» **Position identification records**
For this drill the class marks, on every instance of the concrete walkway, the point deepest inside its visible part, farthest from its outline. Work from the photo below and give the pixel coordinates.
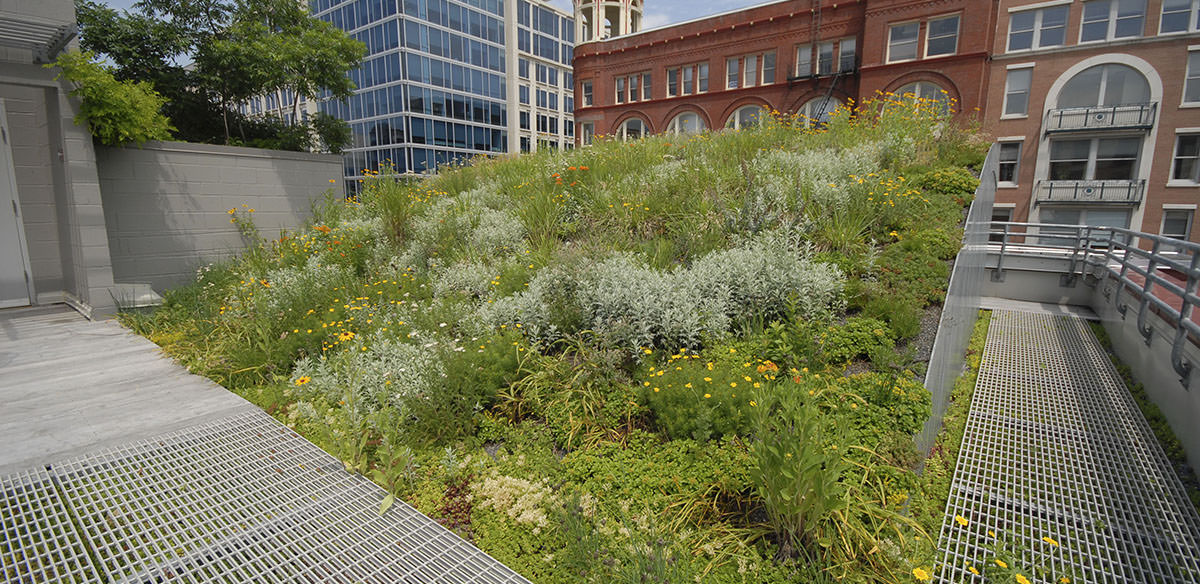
(118, 465)
(71, 385)
(1059, 475)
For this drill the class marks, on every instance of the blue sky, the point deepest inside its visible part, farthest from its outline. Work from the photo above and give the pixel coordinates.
(658, 12)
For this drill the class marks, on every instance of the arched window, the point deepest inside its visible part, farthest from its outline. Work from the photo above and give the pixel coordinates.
(747, 116)
(1104, 85)
(816, 112)
(631, 130)
(924, 90)
(687, 122)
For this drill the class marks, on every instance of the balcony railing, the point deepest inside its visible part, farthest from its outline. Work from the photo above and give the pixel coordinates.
(1135, 115)
(1126, 192)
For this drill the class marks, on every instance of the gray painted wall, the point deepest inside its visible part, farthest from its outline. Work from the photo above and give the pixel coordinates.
(167, 203)
(58, 190)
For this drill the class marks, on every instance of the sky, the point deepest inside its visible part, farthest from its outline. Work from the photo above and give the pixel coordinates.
(658, 12)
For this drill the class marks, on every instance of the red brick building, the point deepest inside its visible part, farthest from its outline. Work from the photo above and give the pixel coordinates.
(1097, 110)
(1096, 103)
(792, 55)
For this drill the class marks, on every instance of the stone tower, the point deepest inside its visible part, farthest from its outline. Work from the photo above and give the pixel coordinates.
(599, 19)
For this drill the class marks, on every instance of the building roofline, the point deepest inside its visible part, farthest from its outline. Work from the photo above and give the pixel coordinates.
(682, 23)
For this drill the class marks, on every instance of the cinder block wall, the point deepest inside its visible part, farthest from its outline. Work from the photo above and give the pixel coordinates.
(167, 204)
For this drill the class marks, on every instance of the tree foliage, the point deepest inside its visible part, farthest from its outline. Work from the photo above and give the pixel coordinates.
(239, 48)
(118, 112)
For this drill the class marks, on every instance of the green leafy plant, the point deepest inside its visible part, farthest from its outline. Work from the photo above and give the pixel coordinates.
(115, 112)
(798, 468)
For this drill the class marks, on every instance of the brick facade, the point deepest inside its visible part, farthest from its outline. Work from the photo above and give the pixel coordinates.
(901, 42)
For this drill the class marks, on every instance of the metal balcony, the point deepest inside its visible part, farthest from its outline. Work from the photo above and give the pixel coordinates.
(1127, 116)
(1122, 192)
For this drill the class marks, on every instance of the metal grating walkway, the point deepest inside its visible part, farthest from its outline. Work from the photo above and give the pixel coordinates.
(1056, 447)
(240, 499)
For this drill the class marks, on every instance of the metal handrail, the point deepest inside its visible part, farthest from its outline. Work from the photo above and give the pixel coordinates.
(1091, 191)
(1127, 115)
(1123, 254)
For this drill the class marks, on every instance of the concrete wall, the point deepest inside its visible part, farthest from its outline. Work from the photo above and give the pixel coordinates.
(58, 190)
(167, 203)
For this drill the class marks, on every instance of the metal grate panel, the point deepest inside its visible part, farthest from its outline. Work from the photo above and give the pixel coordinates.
(39, 543)
(246, 499)
(1056, 447)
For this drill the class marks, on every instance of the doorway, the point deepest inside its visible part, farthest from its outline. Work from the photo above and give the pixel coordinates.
(16, 281)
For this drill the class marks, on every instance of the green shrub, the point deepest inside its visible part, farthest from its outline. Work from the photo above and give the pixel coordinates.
(798, 467)
(949, 181)
(705, 396)
(859, 337)
(117, 112)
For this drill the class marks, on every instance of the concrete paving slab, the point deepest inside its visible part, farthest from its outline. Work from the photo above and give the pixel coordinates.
(70, 385)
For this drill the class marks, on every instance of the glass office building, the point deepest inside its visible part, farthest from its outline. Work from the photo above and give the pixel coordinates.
(448, 79)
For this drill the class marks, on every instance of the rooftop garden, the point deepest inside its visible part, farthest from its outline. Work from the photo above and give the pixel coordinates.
(682, 359)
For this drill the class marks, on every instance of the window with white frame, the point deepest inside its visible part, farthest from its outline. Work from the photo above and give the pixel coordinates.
(1009, 163)
(1017, 91)
(1095, 158)
(1003, 215)
(847, 54)
(688, 79)
(1180, 16)
(825, 58)
(1110, 84)
(831, 56)
(816, 112)
(631, 130)
(1192, 83)
(747, 116)
(1186, 163)
(1176, 223)
(1107, 19)
(804, 61)
(755, 70)
(1037, 29)
(924, 90)
(687, 122)
(942, 36)
(903, 41)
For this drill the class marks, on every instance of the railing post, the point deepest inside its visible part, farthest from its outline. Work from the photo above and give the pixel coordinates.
(1182, 366)
(1147, 331)
(999, 274)
(1122, 308)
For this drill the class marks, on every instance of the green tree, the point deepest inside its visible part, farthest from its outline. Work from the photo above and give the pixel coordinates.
(118, 112)
(241, 48)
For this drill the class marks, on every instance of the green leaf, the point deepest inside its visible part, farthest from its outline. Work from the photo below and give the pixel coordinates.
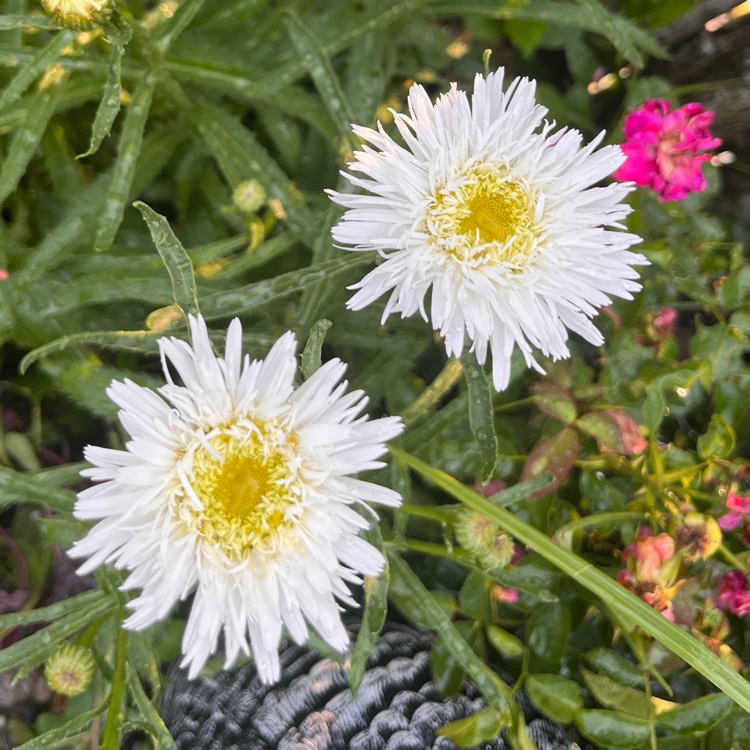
(555, 456)
(546, 635)
(71, 728)
(612, 729)
(616, 596)
(475, 729)
(505, 643)
(412, 591)
(152, 722)
(611, 694)
(654, 409)
(177, 23)
(35, 648)
(718, 441)
(317, 64)
(177, 261)
(558, 697)
(255, 297)
(615, 666)
(241, 157)
(109, 106)
(26, 139)
(311, 356)
(481, 416)
(697, 716)
(526, 35)
(555, 401)
(18, 488)
(131, 140)
(52, 612)
(136, 341)
(373, 617)
(35, 67)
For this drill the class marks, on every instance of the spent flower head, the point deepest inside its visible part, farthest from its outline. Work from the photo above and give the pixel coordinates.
(666, 148)
(496, 215)
(78, 14)
(238, 486)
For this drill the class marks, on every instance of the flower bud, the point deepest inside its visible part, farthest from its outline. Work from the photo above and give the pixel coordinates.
(69, 671)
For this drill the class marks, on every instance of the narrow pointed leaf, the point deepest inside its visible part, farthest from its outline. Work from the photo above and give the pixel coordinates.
(177, 261)
(131, 140)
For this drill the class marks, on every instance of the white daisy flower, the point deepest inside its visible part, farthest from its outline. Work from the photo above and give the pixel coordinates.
(238, 486)
(497, 215)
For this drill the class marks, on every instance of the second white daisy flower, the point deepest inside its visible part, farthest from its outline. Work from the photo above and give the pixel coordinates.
(239, 487)
(495, 214)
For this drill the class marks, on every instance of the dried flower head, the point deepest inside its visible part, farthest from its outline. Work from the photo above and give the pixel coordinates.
(78, 14)
(70, 670)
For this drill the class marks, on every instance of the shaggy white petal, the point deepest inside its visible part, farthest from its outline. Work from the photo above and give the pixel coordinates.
(495, 216)
(237, 487)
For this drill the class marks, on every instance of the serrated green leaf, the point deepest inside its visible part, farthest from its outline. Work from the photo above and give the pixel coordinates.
(311, 356)
(254, 297)
(135, 341)
(558, 697)
(152, 722)
(109, 106)
(241, 157)
(481, 415)
(131, 139)
(52, 612)
(177, 261)
(36, 647)
(26, 139)
(35, 67)
(16, 487)
(321, 71)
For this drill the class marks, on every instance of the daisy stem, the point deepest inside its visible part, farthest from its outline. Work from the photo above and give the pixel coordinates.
(115, 713)
(441, 515)
(435, 392)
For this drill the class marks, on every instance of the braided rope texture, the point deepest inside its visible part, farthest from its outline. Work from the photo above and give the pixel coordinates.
(311, 708)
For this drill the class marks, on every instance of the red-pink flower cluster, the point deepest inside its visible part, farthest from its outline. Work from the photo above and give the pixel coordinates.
(664, 148)
(734, 595)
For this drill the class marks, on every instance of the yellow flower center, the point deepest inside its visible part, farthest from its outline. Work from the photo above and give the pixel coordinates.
(248, 492)
(485, 216)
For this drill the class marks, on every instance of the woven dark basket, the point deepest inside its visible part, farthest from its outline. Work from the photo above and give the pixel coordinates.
(312, 708)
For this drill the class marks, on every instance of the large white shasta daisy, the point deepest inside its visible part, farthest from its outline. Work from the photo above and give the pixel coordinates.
(497, 215)
(238, 486)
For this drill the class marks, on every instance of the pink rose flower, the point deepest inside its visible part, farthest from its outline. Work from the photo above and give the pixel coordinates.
(664, 148)
(734, 595)
(739, 507)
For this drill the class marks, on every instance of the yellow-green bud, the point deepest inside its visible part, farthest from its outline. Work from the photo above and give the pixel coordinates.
(78, 14)
(484, 539)
(249, 196)
(70, 670)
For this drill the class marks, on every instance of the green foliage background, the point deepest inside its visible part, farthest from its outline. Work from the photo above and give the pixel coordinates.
(122, 149)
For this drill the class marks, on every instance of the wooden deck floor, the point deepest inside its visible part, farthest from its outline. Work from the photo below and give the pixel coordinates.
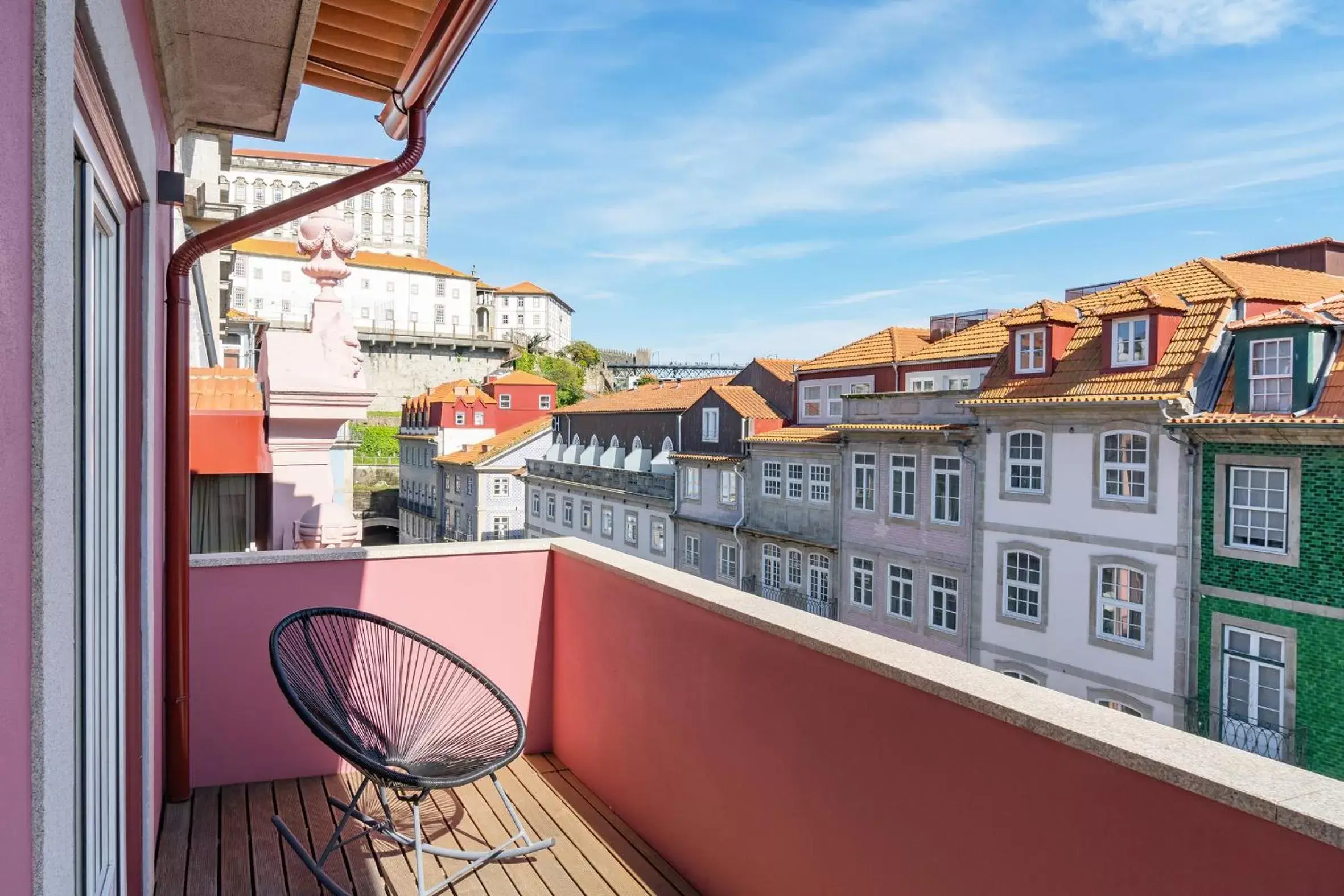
(224, 843)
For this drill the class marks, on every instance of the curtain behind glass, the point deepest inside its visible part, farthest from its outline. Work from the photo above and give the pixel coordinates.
(224, 514)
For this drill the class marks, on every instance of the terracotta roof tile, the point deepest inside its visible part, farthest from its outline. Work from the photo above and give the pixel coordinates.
(884, 347)
(496, 445)
(898, 428)
(778, 367)
(655, 397)
(1281, 249)
(796, 434)
(308, 156)
(1210, 288)
(1046, 309)
(362, 258)
(986, 337)
(748, 402)
(526, 288)
(225, 389)
(525, 378)
(1327, 312)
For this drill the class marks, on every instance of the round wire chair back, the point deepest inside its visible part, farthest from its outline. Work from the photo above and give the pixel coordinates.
(403, 709)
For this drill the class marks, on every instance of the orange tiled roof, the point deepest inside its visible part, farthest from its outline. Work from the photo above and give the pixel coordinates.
(308, 156)
(747, 400)
(898, 428)
(525, 378)
(655, 397)
(363, 258)
(1210, 288)
(796, 434)
(1045, 311)
(526, 288)
(224, 389)
(1327, 312)
(778, 367)
(1283, 249)
(884, 347)
(986, 337)
(496, 445)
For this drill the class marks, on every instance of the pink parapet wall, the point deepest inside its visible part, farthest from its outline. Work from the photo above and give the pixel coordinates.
(492, 609)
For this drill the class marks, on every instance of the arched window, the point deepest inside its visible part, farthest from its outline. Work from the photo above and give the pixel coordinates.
(1124, 466)
(1027, 461)
(770, 566)
(1122, 604)
(1023, 585)
(793, 569)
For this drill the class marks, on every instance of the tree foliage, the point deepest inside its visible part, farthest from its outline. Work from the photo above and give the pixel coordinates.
(376, 441)
(582, 354)
(566, 375)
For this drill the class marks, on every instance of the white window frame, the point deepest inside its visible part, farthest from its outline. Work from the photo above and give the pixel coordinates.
(819, 578)
(1030, 344)
(904, 499)
(1123, 614)
(1263, 381)
(793, 569)
(691, 482)
(901, 592)
(1023, 588)
(691, 551)
(1026, 463)
(945, 508)
(1129, 347)
(772, 566)
(710, 423)
(819, 482)
(940, 612)
(1131, 474)
(728, 560)
(864, 492)
(1250, 510)
(772, 478)
(862, 582)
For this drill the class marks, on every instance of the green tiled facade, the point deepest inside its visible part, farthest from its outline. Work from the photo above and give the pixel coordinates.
(1317, 581)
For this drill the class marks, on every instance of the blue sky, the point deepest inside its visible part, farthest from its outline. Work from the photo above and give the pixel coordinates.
(737, 177)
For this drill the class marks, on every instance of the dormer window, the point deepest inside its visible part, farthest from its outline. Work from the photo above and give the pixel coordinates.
(1030, 351)
(1129, 341)
(1272, 375)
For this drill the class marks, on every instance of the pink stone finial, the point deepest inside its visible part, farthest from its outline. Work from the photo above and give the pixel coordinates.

» **The problem**
Output the rows starting at the first one and ending at the row containing "(1059, 475)" as a JSON list of strings, one string per line, with blank lines skipped. Leave the pictures out.

» **Task response**
[
  "For this drill the class marks, on every instance of the concrete walkway, the point deepest inside its visible part, farthest from its outline. Work from the photo below and give the pixel coordinates.",
  "(118, 465)",
  "(71, 385)",
  "(1059, 475)"
]